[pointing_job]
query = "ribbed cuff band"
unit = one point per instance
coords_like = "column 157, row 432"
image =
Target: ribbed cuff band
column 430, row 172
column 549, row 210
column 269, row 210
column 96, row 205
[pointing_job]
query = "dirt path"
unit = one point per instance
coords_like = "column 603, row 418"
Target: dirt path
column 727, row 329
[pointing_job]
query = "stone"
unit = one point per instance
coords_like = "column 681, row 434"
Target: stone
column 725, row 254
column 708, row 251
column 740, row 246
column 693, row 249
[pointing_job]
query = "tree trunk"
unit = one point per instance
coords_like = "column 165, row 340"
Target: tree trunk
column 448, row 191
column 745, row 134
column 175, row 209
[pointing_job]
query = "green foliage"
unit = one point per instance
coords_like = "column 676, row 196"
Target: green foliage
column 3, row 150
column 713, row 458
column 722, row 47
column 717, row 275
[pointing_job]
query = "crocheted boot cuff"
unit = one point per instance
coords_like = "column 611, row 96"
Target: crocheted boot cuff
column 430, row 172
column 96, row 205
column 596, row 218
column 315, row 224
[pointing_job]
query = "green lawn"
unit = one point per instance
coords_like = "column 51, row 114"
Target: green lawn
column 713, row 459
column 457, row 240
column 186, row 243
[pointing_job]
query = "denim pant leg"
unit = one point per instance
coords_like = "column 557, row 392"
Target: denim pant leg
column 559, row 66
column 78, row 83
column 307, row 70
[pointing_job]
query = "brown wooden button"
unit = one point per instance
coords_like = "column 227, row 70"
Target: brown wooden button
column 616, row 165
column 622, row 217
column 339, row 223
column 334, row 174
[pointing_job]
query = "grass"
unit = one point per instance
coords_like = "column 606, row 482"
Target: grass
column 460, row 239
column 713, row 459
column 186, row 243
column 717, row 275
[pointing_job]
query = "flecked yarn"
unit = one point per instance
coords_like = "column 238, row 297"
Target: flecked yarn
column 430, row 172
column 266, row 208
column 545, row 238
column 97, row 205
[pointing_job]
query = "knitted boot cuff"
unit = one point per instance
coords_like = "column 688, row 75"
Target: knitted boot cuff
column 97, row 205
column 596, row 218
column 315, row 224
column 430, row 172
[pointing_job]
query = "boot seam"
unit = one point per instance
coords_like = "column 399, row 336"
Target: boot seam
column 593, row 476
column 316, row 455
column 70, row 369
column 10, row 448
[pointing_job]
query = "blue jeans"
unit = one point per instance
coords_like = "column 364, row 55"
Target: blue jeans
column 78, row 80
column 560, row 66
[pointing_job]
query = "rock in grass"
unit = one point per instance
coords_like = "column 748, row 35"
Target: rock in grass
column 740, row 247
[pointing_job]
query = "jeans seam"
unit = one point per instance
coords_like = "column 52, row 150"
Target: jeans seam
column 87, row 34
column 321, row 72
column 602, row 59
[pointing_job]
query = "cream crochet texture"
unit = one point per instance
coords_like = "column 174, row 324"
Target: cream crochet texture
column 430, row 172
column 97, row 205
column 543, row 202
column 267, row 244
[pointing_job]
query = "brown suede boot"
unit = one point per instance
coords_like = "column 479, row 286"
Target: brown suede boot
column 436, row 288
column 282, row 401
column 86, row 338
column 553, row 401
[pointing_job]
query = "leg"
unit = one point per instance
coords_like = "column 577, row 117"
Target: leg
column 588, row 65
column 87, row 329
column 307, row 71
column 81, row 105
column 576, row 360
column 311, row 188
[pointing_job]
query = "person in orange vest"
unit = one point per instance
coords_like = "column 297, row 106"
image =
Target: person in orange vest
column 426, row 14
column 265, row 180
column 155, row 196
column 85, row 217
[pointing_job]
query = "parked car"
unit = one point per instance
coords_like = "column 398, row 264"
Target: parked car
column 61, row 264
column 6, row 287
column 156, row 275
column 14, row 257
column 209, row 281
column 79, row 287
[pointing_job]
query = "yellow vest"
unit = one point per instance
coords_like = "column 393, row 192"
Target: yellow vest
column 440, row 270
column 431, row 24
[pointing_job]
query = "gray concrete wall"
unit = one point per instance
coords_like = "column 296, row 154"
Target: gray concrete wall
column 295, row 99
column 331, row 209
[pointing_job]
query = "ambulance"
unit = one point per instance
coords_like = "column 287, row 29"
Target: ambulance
- - - - - - -
— WORK ORDER —
Leaving no line out, return the data above verbatim.

— OUTPUT BELOW —
[pointing_job]
query = "ribbed cuff band"
unit = one point per instance
coords_like = "column 157, row 432"
image =
Target: ribbed cuff band
column 430, row 172
column 549, row 210
column 269, row 210
column 96, row 205
[pointing_job]
query = "dirt path"
unit = one point per instance
coords_like = "column 603, row 418"
Target: dirt path
column 727, row 329
[pointing_job]
query = "stone"
unit = one point per instance
coords_like = "column 681, row 434"
Target: stone
column 725, row 254
column 708, row 251
column 740, row 246
column 693, row 249
[pointing_job]
query = "tree trunk"
unit = one point per instance
coords_like = "column 165, row 340"
Target: tree trunk
column 448, row 191
column 745, row 134
column 175, row 209
[pointing_job]
query = "green foliage"
unit = one point per instance
coords_like = "column 676, row 196"
Target: green foliage
column 3, row 150
column 713, row 458
column 722, row 47
column 717, row 275
[pointing_job]
query = "crocheted boot cuff"
unit = one point per instance
coords_like = "column 611, row 96"
Target: crocheted boot cuff
column 430, row 172
column 96, row 205
column 596, row 218
column 315, row 224
[pointing_job]
query = "green lawn"
unit = one point per instance
coords_like = "column 51, row 114"
Target: green lawn
column 713, row 459
column 457, row 240
column 186, row 243
[pointing_job]
query = "denim pant leg"
unit = one point per instance
coords_like = "column 557, row 392"
Target: denim pant leg
column 559, row 66
column 78, row 83
column 307, row 70
[pointing_job]
query = "brown wooden button"
unit = one point per instance
coords_like = "column 227, row 70"
Target: brown wooden button
column 616, row 165
column 622, row 217
column 339, row 223
column 334, row 174
[pointing_job]
query = "grass"
unit = one point per instance
coords_like = "column 606, row 482"
Target: grass
column 460, row 239
column 713, row 459
column 186, row 243
column 717, row 275
[pointing_job]
query = "flecked yarn"
unit = one point per instance
coords_like = "column 238, row 297"
Target: flecked yarn
column 430, row 172
column 266, row 208
column 545, row 238
column 97, row 205
[pointing_job]
query = "knitted boot cuff"
unit = one point per instance
coords_like = "column 688, row 75"
Target: knitted boot cuff
column 97, row 205
column 596, row 218
column 315, row 224
column 430, row 172
[pointing_job]
query = "boot seam"
unit = one point per instance
coords_like = "column 399, row 336"
Target: boot seam
column 593, row 476
column 316, row 455
column 70, row 369
column 10, row 448
[pointing_job]
query = "blue jeans"
unit = one point per instance
coords_like = "column 364, row 55"
Target: blue jeans
column 78, row 80
column 560, row 66
[pointing_job]
query = "rock in grass"
unit = one point per instance
coords_like = "column 748, row 35"
Target: rock in grass
column 740, row 247
[pointing_job]
query = "jeans seam"
unit = one point per instance
coords_like = "column 52, row 150"
Target: jeans seam
column 87, row 34
column 321, row 72
column 602, row 59
[pointing_job]
query = "cream crochet texture"
unit = one point per instance
coords_like = "column 174, row 324"
Target: cream crochet texture
column 430, row 172
column 97, row 205
column 543, row 202
column 267, row 244
[pointing_job]
query = "brown suede boot"
unit = one point per instance
coords_like = "column 479, row 286"
Target: brown suede boot
column 436, row 288
column 282, row 401
column 86, row 338
column 553, row 401
[pointing_job]
query = "leg"
unit = one point per instance
coords_like = "column 577, row 117"
Target: leg
column 588, row 65
column 87, row 329
column 307, row 71
column 81, row 105
column 576, row 360
column 311, row 188
[pointing_job]
query = "person in orange vest"
unit = one point per instance
coords_like = "column 297, row 106"
image =
Target: person in orange vest
column 426, row 14
column 265, row 180
column 155, row 196
column 85, row 217
[pointing_job]
query = "parked car"
unit = one point per instance
coords_like = "column 398, row 264"
Target: parked car
column 61, row 264
column 6, row 287
column 156, row 275
column 14, row 257
column 209, row 281
column 79, row 287
[pointing_job]
query = "yellow vest"
unit = one point per instance
coords_like = "column 393, row 192"
Target: yellow vest
column 440, row 270
column 431, row 24
[pointing_job]
query = "gray concrete wall"
unit = one point per instance
coords_like = "column 296, row 154"
Target: gray concrete wall
column 295, row 99
column 331, row 209
[pointing_job]
query = "ambulance"
unit = one point per instance
coords_like = "column 287, row 29"
Target: ambulance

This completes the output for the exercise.